Kitchen Table Wisdom: Stories From The Legacy of Edith Kramer (NY-PP5051)

Panels

Susan Anand, MA, ATR-BC, ATCS, LPAT
Susan Ainlay Anand, MA, ATR-BC, ATCS, LPAT, is a graduate of the NYU art therapy program where she was trained by Edith Kramer. She has worked with children and adults in inpatient and outpatient settings for over the past thirty years. As an instructor in the Department of Psychiatry at the University of Mississippi Medical Center, Susan provides art therapy services and teaches residents about art therapy. She also facilitates two groups at the Mississippi Museum of Art - Art in Mind, a group for adults with memory loss and the Creative Healing Studio, a group for adults with cancer. Susan has published book chapters, journal articles, and is the co-editor of The Legacy of Edith Kramer: A Multifaceted View (2018). In 2015, she co-founded the Indian Art Therapy Discussion Forum devoted to the development of the profession of art therapy in India. Susan provides workshops and training on art therapy in the US and other countries.

Lani Gerity, DA, ATR
Lani Gerity, D.A., ATR is an art therapist, artist, & puppet maker. She holds a doctorate from NYU in Art Therapy and is an ATR through ATCB. She continues to write, lead workshops, teach and supervise in Canada and in the US.

Laurie Wilson, PhD, ATR-BC, HLM
Laurie Wilson, Ph.D. LPC, ATR-BC HLM is Professor Emerita and Former Director of NYU's Graduate Art Therapy Program. She is currently Clinical Associate Professor of Psychiatry at The Institute for Psychoanalytic Education Affiliated with NYU School of Medicine. She practices in New York City and has published widely in three fields (art therapy, art history and psychoanalysis) including Alberto Giacometti: Myth, Magic and the Man (Yale, 2003) and Louise Nevelson :Light and Shadow (Thames & Hudson, 2016)
□ □ □ □ □ □ □
**Exercise instructions:**
A. From the Kitchen Table Wisdom page, list each panelist's name as it appears in the headings under "Panels," without the credentials.
B. Reproduce the part of the Kitchen Table Wisdom page that opens with the words containing "Lani Gerity, DA, ATR" and closes with "(Thames & Hudson, 2016)".

**Extracted information:**
□ □ □ □ □ □ □
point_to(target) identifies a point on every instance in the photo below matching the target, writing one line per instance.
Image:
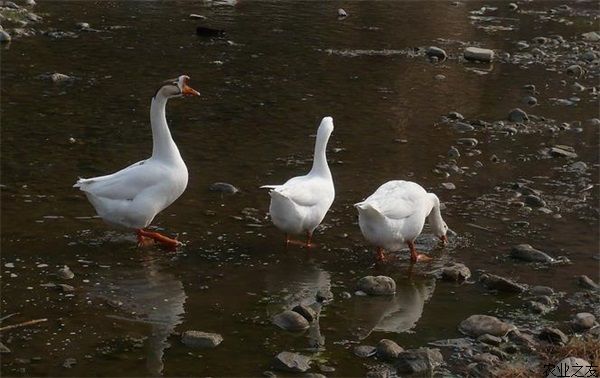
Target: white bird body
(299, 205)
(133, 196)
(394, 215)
□ □ □ □ □ □ □
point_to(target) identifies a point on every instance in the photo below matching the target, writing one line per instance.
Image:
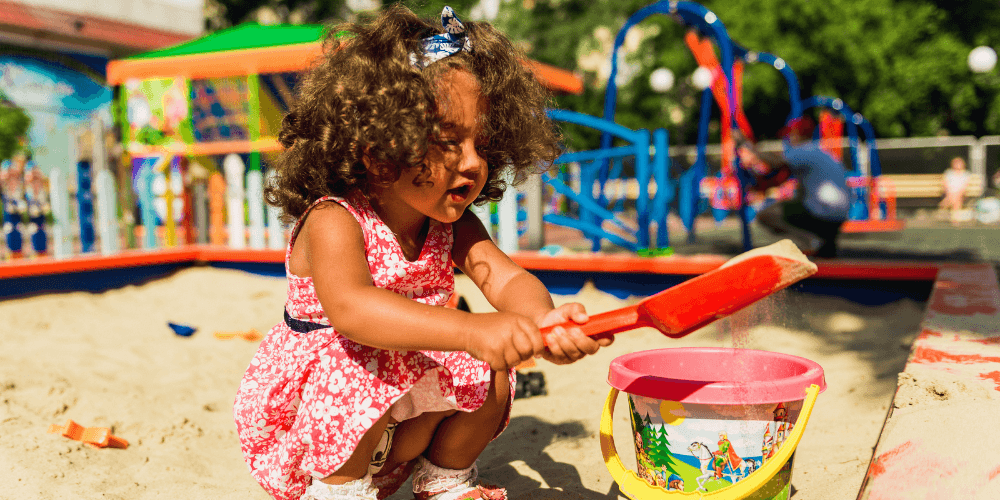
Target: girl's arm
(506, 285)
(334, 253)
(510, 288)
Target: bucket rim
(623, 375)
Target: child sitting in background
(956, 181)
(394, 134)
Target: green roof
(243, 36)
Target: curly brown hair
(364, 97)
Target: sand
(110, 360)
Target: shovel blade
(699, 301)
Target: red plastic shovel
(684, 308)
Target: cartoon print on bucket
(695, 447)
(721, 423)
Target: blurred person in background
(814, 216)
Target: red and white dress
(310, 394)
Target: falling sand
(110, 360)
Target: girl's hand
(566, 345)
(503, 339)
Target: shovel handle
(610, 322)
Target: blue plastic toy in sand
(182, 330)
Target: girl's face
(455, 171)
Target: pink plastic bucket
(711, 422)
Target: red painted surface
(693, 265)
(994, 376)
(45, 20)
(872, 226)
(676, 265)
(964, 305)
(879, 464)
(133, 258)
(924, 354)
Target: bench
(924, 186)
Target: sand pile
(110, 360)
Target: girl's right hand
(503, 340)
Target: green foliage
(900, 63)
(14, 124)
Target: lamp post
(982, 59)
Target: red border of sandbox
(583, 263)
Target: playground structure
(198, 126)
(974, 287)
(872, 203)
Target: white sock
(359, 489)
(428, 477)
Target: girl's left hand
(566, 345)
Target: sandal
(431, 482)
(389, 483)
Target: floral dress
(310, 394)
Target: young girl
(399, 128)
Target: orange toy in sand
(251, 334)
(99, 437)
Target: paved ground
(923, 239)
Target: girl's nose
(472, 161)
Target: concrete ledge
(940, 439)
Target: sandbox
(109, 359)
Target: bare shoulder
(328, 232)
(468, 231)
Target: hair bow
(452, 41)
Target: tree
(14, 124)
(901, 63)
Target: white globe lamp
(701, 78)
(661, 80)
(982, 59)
□ □ □ □ □ □ □
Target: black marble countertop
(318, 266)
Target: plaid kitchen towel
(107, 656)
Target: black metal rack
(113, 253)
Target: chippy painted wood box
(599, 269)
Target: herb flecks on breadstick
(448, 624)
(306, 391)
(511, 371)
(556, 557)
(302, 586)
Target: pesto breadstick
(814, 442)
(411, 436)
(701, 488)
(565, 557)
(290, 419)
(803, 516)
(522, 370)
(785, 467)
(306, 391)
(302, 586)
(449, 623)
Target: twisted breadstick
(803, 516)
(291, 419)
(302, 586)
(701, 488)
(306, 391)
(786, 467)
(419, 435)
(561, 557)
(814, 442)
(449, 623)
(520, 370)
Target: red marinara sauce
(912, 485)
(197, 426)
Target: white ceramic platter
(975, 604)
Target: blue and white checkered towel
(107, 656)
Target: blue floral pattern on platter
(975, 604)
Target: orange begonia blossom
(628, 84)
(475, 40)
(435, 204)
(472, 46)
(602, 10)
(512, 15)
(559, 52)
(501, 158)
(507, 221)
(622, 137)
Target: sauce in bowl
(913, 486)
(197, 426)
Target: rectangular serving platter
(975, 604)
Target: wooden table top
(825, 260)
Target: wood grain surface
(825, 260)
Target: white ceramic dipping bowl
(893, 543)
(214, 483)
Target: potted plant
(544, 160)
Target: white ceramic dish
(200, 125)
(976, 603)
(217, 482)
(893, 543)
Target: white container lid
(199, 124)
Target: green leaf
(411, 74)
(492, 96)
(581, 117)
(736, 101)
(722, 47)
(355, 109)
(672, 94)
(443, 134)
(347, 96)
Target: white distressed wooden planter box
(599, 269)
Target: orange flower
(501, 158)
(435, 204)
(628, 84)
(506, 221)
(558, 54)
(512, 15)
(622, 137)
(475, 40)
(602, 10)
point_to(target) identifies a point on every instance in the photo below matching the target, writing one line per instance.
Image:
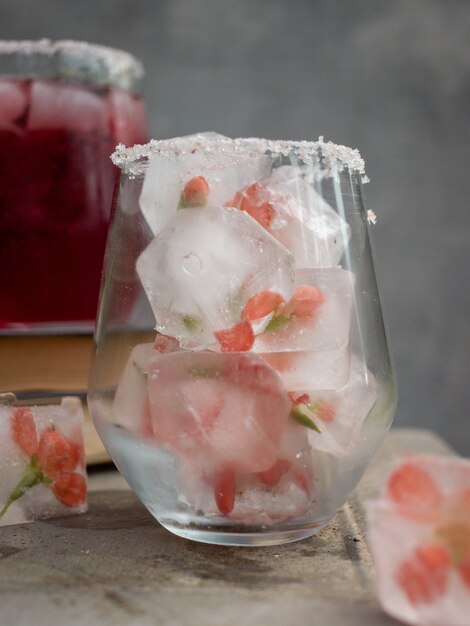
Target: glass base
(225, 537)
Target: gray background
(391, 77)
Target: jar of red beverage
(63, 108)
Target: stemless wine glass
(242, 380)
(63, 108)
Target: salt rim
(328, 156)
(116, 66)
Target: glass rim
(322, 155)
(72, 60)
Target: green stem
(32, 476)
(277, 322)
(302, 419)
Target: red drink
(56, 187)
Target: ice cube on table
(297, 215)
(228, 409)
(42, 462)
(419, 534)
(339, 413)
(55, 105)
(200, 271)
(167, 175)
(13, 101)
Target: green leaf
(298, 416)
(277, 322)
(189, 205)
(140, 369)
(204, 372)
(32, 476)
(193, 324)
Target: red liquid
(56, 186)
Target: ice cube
□ □ □ □ □ □ □
**Solutions:**
A.
Susan Anand
Lani Gerity
Laurie Wilson

B.
Lani Gerity, DA, ATR
Lani Gerity, D.A., ATR is an art therapist, artist, & puppet maker. She holds a doctorate from NYU in Art Therapy and is an ATR through ATCB. She continues to write, lead workshops, teach and supervise in Canada and in the US.

Laurie Wilson, PhD, ATR-BC, HLM
Laurie Wilson, Ph.D. LPC, ATR-BC HLM is Professor Emerita and Former Director of NYU's Graduate Art Therapy Program. She is currently Clinical Associate Professor of Psychiatry at The Institute for Psychoanalytic Education Affiliated with NYU School of Medicine. She practices in New York City and has published widely in three fields (art therapy, art history and psychoanalysis) including Alberto Giacometti: Myth, Magic and the Man (Yale, 2003) and Louise Nevelson :Light and Shadow (Thames & Hudson, 2016)